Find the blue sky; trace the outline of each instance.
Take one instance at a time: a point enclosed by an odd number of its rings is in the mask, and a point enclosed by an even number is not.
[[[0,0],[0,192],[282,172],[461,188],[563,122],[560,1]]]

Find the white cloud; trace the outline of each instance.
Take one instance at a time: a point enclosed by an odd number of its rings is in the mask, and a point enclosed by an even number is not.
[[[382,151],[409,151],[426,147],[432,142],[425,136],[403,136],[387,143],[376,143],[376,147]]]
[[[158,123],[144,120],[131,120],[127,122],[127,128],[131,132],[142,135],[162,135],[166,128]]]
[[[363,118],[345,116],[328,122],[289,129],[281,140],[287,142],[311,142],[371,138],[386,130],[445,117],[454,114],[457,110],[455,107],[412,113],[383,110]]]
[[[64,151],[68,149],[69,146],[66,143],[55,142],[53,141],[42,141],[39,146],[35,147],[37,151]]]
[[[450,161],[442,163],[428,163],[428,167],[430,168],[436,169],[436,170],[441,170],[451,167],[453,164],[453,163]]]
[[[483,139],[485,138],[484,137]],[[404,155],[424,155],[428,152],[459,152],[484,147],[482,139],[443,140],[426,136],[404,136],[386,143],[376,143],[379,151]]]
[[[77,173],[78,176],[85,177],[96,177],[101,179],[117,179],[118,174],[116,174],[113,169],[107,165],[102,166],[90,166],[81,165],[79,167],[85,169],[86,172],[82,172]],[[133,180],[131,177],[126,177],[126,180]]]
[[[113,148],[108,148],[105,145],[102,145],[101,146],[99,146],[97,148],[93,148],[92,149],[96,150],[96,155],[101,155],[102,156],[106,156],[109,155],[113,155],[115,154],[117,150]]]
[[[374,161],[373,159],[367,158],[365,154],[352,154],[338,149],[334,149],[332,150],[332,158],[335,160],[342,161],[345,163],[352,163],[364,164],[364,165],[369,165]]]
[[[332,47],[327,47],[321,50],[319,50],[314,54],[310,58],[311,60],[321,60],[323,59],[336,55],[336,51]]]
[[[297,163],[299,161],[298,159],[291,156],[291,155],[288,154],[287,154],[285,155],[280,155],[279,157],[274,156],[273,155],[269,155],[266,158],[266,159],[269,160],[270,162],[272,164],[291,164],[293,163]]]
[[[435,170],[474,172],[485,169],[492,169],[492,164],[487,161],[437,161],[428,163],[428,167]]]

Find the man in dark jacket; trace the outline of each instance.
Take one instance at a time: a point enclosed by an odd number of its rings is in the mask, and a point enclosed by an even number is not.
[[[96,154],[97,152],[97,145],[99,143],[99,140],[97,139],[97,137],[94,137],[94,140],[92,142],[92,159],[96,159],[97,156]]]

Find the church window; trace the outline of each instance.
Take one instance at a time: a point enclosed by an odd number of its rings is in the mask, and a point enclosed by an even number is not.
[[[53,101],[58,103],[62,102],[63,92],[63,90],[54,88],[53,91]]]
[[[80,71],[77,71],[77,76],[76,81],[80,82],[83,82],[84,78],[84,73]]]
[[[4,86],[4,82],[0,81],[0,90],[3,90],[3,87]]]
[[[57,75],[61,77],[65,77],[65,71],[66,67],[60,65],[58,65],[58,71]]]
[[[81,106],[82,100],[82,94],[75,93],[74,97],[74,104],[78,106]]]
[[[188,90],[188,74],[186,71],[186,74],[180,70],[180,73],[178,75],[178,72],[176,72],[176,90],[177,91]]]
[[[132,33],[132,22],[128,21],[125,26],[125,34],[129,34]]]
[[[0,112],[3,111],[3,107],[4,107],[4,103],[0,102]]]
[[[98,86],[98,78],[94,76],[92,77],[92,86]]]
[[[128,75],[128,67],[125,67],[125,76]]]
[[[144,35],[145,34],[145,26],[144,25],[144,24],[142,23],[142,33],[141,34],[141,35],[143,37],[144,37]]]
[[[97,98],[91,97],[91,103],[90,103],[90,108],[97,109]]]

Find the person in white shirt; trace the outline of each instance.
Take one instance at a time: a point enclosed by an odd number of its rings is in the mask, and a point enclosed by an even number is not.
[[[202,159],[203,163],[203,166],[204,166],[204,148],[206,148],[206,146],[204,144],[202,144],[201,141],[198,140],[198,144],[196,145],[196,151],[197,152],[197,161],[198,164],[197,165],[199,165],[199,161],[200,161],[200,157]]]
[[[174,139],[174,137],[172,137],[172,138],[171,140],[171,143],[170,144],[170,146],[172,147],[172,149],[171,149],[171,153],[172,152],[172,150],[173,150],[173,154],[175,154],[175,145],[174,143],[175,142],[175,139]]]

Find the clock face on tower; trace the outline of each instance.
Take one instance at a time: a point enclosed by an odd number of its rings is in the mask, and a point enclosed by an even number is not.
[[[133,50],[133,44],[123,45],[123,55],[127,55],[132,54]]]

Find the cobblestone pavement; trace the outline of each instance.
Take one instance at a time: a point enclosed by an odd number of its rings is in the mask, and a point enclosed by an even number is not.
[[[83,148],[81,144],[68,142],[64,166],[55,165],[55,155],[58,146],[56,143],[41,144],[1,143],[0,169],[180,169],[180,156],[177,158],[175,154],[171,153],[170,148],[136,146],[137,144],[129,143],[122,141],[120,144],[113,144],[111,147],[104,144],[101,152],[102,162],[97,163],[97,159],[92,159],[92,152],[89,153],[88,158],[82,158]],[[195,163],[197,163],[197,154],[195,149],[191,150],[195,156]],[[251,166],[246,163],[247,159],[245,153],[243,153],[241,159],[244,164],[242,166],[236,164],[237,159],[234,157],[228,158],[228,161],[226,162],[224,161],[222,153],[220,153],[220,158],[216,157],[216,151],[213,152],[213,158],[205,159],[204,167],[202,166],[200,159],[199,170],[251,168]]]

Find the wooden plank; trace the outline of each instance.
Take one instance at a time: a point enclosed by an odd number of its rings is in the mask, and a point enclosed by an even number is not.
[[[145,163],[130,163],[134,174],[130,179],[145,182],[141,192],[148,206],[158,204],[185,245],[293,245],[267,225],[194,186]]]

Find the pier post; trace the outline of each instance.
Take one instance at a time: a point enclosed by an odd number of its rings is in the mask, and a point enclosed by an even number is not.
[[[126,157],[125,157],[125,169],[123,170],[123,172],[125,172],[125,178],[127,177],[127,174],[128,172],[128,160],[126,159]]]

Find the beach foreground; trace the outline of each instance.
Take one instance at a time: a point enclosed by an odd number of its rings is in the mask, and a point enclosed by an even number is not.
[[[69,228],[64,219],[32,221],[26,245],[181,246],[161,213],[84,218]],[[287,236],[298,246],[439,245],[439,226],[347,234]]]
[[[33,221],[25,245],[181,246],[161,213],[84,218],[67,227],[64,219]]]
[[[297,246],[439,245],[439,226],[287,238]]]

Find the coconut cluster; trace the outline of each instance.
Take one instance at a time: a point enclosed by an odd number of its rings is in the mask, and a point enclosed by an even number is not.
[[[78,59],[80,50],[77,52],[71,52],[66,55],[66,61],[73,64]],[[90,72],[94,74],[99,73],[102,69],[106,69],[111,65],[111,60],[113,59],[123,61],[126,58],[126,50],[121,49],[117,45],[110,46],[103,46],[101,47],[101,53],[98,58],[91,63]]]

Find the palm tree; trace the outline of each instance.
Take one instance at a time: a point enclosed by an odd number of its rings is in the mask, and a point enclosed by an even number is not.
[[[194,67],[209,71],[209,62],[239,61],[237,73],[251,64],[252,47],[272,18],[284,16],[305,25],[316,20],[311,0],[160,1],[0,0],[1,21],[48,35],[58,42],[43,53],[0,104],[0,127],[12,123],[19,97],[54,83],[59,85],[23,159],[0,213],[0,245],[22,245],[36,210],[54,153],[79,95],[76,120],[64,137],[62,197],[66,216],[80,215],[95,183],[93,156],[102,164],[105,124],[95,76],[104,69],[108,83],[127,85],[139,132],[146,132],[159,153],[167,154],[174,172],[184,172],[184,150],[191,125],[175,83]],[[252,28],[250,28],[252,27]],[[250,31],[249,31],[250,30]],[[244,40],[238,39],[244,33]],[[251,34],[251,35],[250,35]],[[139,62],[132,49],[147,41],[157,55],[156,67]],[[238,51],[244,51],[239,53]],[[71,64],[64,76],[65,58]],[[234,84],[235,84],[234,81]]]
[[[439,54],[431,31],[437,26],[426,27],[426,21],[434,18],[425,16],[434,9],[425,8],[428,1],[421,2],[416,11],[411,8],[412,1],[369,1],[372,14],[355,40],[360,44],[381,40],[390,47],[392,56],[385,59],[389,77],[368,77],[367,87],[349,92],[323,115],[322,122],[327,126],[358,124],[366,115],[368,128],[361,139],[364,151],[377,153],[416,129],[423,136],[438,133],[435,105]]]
• • • • •
* _Task to carry out_: Swap "outline" for "boundary" in the lines from the one holding "Find the church" through the one holding "[[[4,86],[4,82],[0,81],[0,90],[3,90],[3,87]]]", inclusive, and give back only those lines with everything else unchanged.

* _Completed task_:
Find the church window; trace the boundary of each instance.
Take one instance at a time: a point enclosed by an odd number of its rings is in the mask, and a point enclosed by an even number is not.
[[[53,101],[58,103],[62,102],[63,92],[63,90],[54,88],[53,91]]]
[[[80,71],[77,71],[77,76],[76,81],[80,82],[83,82],[84,78],[84,73]]]
[[[4,86],[4,82],[0,81],[0,90],[3,90],[3,87]]]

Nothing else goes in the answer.